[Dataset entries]
********

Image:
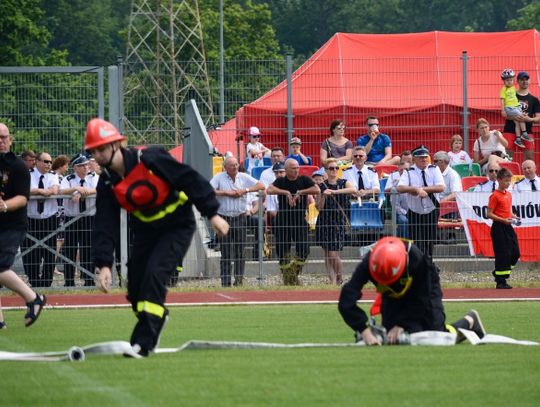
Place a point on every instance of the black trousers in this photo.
(154, 257)
(287, 232)
(232, 250)
(506, 248)
(423, 230)
(78, 235)
(39, 228)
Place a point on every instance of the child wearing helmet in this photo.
(411, 293)
(511, 108)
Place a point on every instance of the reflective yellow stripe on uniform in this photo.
(503, 273)
(151, 308)
(182, 199)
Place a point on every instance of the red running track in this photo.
(269, 297)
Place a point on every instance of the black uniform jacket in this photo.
(419, 309)
(180, 177)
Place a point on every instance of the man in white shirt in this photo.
(268, 176)
(232, 188)
(452, 180)
(531, 182)
(423, 182)
(42, 221)
(364, 178)
(80, 211)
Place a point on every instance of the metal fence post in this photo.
(289, 102)
(464, 59)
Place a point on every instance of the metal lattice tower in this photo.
(164, 68)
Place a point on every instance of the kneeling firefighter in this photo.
(158, 192)
(409, 284)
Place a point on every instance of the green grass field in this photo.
(490, 375)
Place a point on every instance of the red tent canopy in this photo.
(412, 82)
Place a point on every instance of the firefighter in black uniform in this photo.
(411, 294)
(158, 192)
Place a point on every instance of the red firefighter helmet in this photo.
(387, 260)
(100, 132)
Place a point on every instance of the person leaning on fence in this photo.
(337, 145)
(530, 181)
(423, 182)
(411, 294)
(503, 236)
(457, 154)
(296, 145)
(333, 206)
(491, 184)
(363, 178)
(377, 145)
(158, 192)
(489, 147)
(29, 158)
(399, 201)
(42, 223)
(290, 224)
(268, 176)
(14, 194)
(233, 189)
(80, 210)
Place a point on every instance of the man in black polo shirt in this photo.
(14, 193)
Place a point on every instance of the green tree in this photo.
(91, 31)
(528, 17)
(25, 38)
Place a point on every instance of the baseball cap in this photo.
(79, 159)
(420, 151)
(296, 140)
(320, 172)
(254, 131)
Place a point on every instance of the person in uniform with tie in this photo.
(80, 211)
(531, 182)
(42, 223)
(491, 184)
(423, 183)
(14, 194)
(364, 178)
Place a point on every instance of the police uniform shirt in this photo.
(369, 177)
(50, 207)
(413, 177)
(486, 186)
(71, 208)
(229, 206)
(525, 184)
(399, 200)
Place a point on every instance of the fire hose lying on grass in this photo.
(75, 353)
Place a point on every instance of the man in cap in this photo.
(79, 211)
(411, 294)
(423, 182)
(158, 192)
(14, 194)
(530, 105)
(296, 145)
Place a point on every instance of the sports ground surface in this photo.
(269, 297)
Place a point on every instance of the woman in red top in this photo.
(503, 236)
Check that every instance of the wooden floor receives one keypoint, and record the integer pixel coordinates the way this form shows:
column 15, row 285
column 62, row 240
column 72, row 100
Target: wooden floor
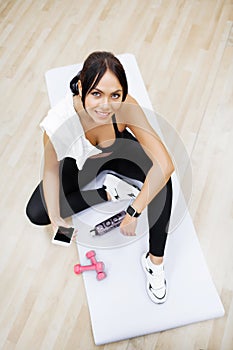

********

WHAT NEEDS TO BE DONE: Across all the lines above, repeat the wording exactly and omit the pictures.

OUTPUT OF THE TASK:
Image:
Place a point on every instance of the black trousers in this photo.
(154, 257)
(287, 232)
(232, 250)
(506, 248)
(423, 230)
(78, 235)
(39, 228)
Place a point on every instance of the child wearing helmet in this photo.
(411, 293)
(511, 108)
Place a point on every instance of the reflective yellow stripe on uniform in this photo.
(503, 273)
(151, 308)
(182, 199)
Place a point on every instance of the red running track in this photo.
(269, 297)
Place a point on every instance of the black uniform jacket in this photo.
(419, 309)
(180, 177)
Place a point on every instance of the man in white shirt in this photo.
(268, 176)
(232, 188)
(452, 180)
(531, 182)
(423, 182)
(42, 221)
(364, 178)
(80, 211)
Place a point on every instance of the metal fence post in this photo.
(289, 102)
(464, 59)
Place a point on every instance of the metal lattice tower in this photo.
(164, 68)
Place a point on every instance of the kneeling firefighter in this photo.
(158, 192)
(409, 284)
Place a point on every instance of the green grass field in this photo.
(490, 375)
Place a point on every instance of the red tent canopy in this photo.
(412, 82)
Place a point on every instance of the firefighter in black uniform in this photo.
(411, 294)
(158, 192)
Place a point on every instance of the red firefighter helmet in this photo.
(387, 260)
(100, 132)
Place a point on every instance of the person leaning on fence in this photo.
(337, 145)
(530, 181)
(423, 182)
(411, 294)
(503, 236)
(457, 154)
(296, 145)
(333, 206)
(491, 184)
(363, 178)
(377, 145)
(158, 192)
(489, 147)
(29, 158)
(399, 201)
(42, 223)
(290, 224)
(268, 176)
(14, 194)
(233, 189)
(80, 210)
Place a point on every instance of the man in black polo shirt in this photo.
(14, 193)
Place a point on every instance of the green tree in this photo.
(91, 31)
(528, 17)
(25, 38)
Place a point on every instance of the baseball cap in this photo.
(79, 159)
(420, 151)
(296, 140)
(320, 172)
(254, 131)
Place a point on every instance of the person in uniform with tie in this photo.
(80, 211)
(531, 182)
(42, 223)
(491, 184)
(423, 183)
(14, 194)
(364, 178)
Place a point on every instance of the police uniform shirt in this photo.
(369, 177)
(50, 207)
(413, 177)
(486, 186)
(71, 208)
(229, 206)
(525, 184)
(399, 200)
Place a point on every instance of the fire hose lying on grass in this photo.
(75, 353)
Place a point on every instance of the man in cap in this photo.
(79, 211)
(411, 294)
(423, 182)
(158, 192)
(14, 194)
(530, 105)
(296, 145)
Place a point on every instance of the sports ground surface in this photo.
(269, 297)
Place a point on every instance of the woman in red top in this photo.
(503, 236)
Check that every instance of the wooden floor receives one keypoint, and record the integer pixel coordinates the way this form shows:
column 15, row 285
column 62, row 240
column 72, row 100
Target: wooden floor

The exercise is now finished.